Data excerpts

- - -

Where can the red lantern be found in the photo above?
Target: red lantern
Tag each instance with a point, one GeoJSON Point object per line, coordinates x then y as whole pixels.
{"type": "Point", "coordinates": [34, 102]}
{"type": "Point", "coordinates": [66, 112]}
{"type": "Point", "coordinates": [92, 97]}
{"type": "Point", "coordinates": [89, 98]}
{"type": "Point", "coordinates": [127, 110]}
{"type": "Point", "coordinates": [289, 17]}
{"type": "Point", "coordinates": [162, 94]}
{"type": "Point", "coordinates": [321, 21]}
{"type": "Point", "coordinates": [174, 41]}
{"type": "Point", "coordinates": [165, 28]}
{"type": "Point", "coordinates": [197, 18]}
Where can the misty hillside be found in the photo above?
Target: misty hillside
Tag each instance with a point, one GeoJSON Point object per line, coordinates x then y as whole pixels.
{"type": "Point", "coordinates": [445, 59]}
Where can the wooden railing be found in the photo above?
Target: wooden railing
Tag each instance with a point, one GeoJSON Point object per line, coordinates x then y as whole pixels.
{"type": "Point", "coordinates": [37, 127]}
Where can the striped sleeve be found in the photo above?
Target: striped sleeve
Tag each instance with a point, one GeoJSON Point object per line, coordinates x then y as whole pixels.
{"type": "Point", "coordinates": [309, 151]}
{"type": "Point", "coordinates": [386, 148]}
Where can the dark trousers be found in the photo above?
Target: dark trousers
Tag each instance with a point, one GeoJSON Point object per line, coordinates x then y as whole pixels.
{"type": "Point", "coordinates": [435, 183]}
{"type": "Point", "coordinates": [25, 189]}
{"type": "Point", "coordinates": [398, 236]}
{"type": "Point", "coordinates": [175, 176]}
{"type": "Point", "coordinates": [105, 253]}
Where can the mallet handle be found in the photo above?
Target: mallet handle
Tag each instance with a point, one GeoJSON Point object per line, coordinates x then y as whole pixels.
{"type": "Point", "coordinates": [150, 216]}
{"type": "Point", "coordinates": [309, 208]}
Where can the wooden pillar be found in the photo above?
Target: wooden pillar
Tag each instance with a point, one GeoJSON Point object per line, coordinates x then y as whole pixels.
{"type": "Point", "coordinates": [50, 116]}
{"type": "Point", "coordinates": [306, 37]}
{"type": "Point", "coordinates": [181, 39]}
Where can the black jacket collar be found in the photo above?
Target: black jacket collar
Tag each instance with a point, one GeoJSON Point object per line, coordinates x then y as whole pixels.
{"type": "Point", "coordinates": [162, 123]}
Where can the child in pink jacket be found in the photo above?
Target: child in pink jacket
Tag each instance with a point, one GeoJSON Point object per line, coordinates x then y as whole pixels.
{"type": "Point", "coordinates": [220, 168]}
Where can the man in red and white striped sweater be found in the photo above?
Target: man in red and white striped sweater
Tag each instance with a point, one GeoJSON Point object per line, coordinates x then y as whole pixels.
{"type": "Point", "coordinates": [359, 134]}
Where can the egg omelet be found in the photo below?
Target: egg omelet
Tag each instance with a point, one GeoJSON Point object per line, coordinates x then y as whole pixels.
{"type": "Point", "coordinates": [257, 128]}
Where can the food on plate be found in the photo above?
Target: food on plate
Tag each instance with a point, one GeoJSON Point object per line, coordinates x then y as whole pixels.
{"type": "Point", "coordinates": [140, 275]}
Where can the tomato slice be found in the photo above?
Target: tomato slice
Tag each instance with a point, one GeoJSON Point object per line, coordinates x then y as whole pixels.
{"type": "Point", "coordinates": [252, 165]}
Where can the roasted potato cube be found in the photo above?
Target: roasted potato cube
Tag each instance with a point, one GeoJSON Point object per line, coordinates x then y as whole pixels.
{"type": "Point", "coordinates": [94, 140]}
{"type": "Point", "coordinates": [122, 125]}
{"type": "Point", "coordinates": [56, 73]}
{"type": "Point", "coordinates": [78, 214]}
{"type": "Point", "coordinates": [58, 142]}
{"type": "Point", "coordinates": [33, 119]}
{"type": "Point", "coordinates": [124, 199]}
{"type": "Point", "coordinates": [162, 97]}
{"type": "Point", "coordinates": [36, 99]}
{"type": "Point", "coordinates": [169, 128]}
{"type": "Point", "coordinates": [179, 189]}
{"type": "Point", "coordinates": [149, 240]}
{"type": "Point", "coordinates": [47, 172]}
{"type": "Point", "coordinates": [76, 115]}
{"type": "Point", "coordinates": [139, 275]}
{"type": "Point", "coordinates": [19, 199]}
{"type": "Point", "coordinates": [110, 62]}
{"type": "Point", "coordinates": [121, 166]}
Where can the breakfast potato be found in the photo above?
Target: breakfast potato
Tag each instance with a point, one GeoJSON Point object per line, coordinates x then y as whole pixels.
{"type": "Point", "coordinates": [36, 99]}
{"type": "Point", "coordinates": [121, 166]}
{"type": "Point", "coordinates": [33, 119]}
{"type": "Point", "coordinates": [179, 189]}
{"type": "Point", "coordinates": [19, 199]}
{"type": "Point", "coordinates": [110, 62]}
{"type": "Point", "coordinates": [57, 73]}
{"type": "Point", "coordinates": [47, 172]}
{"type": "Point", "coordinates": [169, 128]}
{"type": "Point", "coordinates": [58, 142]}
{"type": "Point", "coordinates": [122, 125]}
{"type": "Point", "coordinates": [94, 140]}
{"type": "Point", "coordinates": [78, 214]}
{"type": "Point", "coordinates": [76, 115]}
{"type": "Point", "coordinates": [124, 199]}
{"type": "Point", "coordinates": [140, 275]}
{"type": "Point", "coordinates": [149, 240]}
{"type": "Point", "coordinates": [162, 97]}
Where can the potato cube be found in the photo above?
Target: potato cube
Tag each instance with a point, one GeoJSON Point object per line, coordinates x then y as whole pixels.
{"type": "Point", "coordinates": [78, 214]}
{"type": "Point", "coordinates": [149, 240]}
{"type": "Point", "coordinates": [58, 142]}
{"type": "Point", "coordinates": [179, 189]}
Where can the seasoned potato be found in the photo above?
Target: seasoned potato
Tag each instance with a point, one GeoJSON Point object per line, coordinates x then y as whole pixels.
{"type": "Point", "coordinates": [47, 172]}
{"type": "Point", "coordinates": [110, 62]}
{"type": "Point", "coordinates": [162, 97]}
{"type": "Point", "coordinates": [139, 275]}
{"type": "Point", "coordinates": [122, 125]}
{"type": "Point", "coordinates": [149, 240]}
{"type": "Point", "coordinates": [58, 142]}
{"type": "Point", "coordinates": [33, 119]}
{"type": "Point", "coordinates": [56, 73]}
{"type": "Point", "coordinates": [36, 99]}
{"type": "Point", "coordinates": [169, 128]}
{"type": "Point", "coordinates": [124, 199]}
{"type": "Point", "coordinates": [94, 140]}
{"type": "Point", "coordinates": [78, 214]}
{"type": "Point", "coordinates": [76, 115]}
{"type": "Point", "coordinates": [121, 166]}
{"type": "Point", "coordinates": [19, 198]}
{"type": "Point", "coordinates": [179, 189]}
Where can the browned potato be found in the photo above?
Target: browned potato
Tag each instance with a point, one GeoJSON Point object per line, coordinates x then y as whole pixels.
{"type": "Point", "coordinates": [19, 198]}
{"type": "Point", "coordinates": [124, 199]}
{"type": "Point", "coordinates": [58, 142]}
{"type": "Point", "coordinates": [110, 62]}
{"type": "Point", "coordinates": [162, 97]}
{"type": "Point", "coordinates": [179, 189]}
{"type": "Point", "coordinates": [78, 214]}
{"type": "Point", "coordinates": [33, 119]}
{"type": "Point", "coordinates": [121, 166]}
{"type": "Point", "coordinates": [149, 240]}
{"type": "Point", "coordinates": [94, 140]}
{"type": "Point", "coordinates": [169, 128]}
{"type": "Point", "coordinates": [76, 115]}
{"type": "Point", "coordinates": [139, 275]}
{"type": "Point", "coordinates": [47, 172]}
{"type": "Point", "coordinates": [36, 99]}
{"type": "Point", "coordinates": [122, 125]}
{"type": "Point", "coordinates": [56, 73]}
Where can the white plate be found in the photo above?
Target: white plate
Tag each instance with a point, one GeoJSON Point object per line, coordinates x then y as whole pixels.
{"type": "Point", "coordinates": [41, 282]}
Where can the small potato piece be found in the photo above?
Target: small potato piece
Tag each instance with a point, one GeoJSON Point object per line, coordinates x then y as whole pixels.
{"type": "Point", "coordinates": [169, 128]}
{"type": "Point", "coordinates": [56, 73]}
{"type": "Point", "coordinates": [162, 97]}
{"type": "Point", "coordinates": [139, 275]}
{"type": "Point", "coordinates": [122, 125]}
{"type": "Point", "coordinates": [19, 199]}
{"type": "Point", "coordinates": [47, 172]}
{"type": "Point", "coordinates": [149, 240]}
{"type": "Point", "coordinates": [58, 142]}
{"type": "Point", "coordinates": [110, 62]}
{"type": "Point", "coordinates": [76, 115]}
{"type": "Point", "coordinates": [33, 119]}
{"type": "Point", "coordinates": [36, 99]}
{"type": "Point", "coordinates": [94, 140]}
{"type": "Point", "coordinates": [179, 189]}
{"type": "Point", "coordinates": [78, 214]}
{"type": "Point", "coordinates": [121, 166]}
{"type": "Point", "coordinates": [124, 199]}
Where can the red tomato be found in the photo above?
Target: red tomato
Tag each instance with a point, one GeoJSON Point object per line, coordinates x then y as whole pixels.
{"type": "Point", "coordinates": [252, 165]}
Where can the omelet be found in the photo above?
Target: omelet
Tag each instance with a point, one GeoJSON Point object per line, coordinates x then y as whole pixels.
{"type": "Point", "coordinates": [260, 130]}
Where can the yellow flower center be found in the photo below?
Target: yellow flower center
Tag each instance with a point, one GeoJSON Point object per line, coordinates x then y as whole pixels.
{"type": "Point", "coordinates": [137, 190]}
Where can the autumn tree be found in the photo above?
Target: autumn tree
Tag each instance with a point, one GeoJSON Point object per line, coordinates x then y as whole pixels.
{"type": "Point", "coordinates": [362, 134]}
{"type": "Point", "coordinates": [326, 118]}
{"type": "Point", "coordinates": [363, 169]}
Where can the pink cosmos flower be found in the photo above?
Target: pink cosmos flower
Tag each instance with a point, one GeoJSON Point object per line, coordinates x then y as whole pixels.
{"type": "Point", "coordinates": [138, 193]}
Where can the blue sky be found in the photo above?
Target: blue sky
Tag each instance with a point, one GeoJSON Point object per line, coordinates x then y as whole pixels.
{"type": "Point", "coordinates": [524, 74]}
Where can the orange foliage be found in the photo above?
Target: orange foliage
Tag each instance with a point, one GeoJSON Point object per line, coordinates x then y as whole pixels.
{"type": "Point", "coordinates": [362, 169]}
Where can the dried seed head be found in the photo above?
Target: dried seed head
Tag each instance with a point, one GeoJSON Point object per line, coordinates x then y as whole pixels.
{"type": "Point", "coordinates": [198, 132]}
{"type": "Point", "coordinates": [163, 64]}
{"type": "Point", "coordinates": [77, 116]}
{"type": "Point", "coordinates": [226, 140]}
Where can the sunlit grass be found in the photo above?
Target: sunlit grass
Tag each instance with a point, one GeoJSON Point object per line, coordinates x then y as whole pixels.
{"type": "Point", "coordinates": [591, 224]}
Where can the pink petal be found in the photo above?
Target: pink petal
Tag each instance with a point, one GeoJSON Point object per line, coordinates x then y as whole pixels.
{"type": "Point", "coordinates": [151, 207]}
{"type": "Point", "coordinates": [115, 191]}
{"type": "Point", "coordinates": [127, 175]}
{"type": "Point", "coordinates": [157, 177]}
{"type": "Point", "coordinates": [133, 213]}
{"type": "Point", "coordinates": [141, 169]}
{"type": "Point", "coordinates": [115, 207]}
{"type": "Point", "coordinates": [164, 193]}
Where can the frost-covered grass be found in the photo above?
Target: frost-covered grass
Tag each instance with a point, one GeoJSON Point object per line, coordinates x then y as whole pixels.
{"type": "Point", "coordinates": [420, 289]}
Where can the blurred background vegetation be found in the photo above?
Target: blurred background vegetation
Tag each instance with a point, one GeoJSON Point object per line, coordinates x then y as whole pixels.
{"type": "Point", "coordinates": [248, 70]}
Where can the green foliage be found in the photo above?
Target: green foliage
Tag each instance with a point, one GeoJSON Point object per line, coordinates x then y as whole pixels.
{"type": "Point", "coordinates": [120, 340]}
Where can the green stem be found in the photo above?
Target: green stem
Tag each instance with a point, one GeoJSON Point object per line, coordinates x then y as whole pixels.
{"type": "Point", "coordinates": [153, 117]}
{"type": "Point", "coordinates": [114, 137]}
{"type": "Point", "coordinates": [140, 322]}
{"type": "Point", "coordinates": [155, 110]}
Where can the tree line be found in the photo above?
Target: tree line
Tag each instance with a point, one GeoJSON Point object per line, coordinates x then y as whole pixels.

- - -

Your answer should be the lines above from the one containing "Where can the autumn" through the one containing "Target: pink cosmos flower", copied exactly and with both ends kept.

Where can the autumn tree be found in the photo above?
Target: autumn tree
Tag each instance with a point, one GeoJSON Point object per line, coordinates x then y as whole pixels.
{"type": "Point", "coordinates": [362, 134]}
{"type": "Point", "coordinates": [326, 118]}
{"type": "Point", "coordinates": [363, 169]}
Where can the pink cosmos flower be found in the photo above?
Target: pink cosmos flower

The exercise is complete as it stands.